EXERCISE REQUIREMENTS =>
Write out each line of the records below as a JSON list of strings, one string per line, with blank lines skipped and the pictures left out.
================
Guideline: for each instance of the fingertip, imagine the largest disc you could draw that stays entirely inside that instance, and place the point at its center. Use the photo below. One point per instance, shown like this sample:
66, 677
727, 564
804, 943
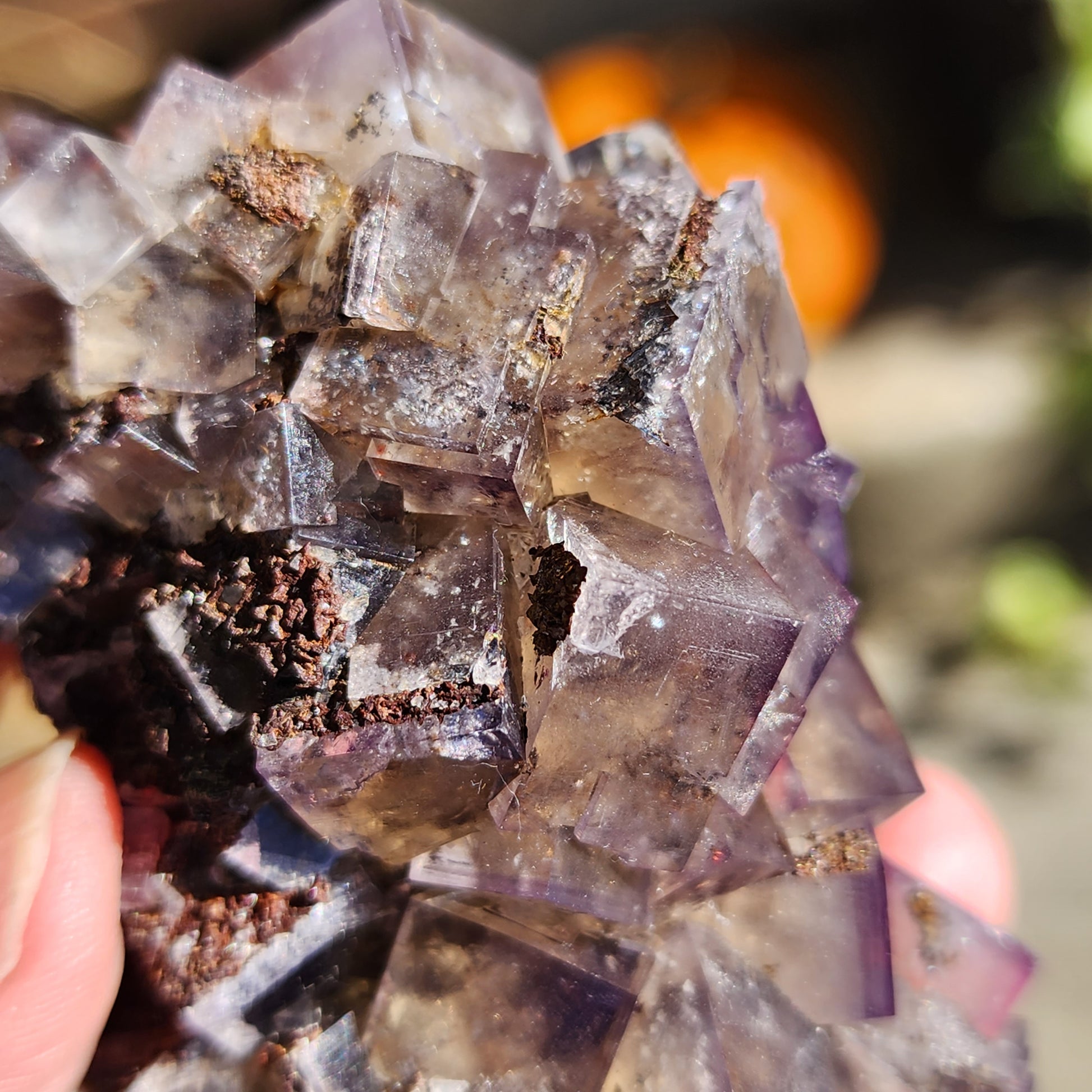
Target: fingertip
55, 1003
950, 838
================
EXERCISE ANSWER =>
[
  "Guideline: for each instance of the fingertip, imagine the largest disc you could draw that stays entirely inside that instance, and place the point at its center. Use the photo below. One point per instance, shown like this sample:",
  "66, 677",
  "727, 564",
  "804, 943",
  "Target: fingertip",
  "55, 1003",
  "950, 838"
]